_Directions_.
Reproduce the records from the line with "with black patch" up to and including the last line, with "Return" substituted for every "Deliver" and all else left unchanged.

┄┄┄┄┄┄┄┄┄┄

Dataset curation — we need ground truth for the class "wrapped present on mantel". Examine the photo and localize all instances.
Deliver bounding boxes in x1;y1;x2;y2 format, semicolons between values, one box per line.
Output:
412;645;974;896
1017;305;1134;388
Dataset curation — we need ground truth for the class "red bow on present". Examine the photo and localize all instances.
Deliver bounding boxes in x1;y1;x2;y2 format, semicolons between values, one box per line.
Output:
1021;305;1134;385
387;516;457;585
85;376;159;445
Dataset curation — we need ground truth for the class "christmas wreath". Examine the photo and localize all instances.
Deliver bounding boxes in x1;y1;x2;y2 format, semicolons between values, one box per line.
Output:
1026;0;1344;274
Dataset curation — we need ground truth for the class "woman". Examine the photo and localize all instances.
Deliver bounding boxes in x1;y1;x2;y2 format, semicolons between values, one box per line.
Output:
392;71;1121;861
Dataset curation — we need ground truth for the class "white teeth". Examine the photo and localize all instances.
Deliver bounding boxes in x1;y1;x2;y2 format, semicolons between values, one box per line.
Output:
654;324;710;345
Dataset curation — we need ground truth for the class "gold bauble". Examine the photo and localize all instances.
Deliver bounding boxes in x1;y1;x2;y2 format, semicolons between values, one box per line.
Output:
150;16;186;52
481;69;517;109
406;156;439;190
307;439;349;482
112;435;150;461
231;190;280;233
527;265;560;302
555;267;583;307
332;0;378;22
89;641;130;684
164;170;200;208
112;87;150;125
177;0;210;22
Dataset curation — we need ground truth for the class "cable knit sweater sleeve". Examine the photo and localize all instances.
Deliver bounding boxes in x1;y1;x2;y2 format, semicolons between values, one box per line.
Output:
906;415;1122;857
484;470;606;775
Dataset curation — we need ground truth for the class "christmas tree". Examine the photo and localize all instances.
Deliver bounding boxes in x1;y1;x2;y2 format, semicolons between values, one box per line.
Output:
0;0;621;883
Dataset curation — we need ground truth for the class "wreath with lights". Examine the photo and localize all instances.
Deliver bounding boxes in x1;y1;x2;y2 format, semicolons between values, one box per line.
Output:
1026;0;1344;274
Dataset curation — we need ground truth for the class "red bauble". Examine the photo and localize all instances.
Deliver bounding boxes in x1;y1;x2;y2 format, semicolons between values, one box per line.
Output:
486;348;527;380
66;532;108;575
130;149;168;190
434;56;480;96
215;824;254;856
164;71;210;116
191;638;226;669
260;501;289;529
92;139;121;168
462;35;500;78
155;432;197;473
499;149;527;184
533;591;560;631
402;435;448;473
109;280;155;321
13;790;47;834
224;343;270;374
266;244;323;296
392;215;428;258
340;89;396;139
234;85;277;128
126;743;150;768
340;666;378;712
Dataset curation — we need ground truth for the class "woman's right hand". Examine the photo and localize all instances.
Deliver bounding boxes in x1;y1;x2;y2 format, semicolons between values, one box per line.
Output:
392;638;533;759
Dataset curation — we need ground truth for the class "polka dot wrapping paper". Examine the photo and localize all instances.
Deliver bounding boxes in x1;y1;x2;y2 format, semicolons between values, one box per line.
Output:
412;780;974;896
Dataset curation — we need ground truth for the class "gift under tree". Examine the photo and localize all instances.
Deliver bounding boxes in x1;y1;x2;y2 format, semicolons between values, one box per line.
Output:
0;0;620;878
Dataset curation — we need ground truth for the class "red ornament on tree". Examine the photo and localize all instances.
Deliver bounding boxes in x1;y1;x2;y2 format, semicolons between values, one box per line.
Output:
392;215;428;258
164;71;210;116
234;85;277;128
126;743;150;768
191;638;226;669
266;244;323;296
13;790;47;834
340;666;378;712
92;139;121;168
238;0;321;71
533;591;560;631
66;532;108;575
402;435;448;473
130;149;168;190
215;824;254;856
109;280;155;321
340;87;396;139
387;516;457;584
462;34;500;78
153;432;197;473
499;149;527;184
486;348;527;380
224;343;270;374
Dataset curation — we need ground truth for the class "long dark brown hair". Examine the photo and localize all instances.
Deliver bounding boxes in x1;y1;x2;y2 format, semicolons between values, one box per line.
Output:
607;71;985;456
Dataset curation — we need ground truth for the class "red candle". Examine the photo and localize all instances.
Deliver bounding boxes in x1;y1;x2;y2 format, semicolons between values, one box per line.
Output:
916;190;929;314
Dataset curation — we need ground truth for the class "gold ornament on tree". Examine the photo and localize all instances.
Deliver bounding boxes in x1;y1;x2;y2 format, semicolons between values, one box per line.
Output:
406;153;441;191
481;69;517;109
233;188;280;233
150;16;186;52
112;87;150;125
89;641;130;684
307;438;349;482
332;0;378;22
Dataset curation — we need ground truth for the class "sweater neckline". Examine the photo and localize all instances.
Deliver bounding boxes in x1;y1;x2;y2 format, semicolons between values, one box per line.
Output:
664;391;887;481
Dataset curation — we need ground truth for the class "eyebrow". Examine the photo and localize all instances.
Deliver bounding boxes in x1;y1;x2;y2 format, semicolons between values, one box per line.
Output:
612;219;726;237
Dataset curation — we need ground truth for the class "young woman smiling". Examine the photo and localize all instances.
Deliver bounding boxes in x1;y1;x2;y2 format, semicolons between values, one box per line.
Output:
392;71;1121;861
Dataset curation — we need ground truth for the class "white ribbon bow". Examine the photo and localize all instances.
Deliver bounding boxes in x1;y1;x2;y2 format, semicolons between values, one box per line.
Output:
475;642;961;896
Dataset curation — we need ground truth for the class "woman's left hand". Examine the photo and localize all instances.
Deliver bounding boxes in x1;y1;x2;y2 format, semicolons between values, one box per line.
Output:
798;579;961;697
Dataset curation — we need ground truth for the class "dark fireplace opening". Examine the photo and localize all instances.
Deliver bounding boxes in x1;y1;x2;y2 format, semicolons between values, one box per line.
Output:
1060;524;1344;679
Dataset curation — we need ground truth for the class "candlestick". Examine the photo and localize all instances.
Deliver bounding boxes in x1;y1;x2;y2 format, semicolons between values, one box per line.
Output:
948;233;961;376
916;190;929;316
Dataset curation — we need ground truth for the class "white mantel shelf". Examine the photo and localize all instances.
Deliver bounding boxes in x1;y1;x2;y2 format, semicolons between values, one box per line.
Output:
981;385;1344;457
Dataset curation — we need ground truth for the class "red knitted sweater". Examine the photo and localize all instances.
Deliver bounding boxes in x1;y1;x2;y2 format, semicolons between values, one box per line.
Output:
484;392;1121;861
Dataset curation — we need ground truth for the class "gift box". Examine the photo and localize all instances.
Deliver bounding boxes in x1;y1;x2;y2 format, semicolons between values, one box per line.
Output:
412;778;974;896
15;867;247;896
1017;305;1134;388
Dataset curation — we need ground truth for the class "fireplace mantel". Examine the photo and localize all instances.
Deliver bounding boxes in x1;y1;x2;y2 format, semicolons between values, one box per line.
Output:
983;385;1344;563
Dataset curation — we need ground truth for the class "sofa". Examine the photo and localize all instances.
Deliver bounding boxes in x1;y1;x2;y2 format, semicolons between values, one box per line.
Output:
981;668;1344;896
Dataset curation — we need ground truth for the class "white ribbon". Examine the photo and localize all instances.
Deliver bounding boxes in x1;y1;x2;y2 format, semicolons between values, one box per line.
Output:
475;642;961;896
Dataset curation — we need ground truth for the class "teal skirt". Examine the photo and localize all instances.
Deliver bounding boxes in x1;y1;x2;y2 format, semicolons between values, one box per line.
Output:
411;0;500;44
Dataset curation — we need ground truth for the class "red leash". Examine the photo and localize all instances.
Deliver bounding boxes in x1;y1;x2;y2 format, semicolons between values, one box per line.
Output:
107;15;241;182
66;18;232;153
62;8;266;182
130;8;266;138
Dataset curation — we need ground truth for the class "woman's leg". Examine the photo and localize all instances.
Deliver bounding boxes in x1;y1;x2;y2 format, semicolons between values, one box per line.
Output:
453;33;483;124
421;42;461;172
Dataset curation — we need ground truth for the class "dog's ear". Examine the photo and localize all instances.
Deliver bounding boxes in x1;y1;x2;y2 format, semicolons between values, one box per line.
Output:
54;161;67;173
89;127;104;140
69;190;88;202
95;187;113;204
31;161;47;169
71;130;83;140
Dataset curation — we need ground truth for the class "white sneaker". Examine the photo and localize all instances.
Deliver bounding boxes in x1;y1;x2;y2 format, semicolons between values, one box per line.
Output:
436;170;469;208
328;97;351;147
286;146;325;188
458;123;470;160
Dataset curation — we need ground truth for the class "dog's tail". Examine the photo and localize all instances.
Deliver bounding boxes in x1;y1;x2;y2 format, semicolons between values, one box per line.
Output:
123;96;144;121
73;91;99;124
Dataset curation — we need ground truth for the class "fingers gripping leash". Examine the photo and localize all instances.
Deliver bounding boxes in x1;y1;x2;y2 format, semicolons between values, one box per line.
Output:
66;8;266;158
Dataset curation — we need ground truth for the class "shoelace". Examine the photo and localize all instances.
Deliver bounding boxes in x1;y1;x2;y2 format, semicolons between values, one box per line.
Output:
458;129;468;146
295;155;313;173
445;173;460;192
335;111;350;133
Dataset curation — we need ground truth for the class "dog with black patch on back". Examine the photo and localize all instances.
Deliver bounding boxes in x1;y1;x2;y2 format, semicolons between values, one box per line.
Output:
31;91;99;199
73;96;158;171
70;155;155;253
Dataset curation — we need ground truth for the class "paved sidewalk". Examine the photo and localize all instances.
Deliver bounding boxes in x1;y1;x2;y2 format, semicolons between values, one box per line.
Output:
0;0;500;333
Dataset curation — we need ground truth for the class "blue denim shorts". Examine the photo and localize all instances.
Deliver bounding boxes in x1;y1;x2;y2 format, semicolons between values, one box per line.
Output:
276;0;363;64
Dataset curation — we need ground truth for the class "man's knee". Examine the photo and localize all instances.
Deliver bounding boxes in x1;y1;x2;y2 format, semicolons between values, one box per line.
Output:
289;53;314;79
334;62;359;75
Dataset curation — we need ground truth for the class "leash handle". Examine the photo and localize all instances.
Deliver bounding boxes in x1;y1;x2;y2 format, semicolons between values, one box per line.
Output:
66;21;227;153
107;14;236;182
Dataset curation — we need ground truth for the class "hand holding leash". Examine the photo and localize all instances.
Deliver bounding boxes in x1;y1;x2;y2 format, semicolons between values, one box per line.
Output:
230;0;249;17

┄┄┄┄┄┄┄┄┄┄

_Answer for the task_.
Dataset curation — we need ground truth for the class "dog with black patch on back". Examine the photo and localize all instances.
Return bounding boxes in x1;y1;x2;y2 format, semicolons between values, one box per line.
Output:
31;91;99;199
73;96;158;171
70;155;155;253
Dataset curation — we need ground truth for the class "paved sidewalk". Examine the photo and localize all instances.
Return bounding boxes in x1;y1;x2;y2 format, semicolons between values, one box per line.
Output:
0;0;500;333
Dataset curation — we need ground truth for the class "blue denim shorts". Examine the photo and localize all instances.
Return bounding boxes in x1;y1;x2;y2 format, semicolons between values, one box per line.
Output:
276;0;363;64
Dataset curation — we need ground truth for the class "man's knee". Examine the photo and localize all instances.
Return bounding boxes in x1;y1;x2;y2 format, semicolons between values, one box per line.
Output:
289;53;314;79
334;62;359;75
Dataset curation — we need ground truth for the class "leash handle". Examine the photo and localize all instances.
Return bounding boxes in x1;y1;x2;y2 format, semicolons between values, one box per line.
Output:
66;21;227;153
107;14;236;182
Dataset curation — we need ground truth for the class "hand holding leash". Examine the photo and localize all instances.
Return bounding boxes in x1;y1;x2;y2 format, semicolons between values, one box per line.
Output:
230;0;249;17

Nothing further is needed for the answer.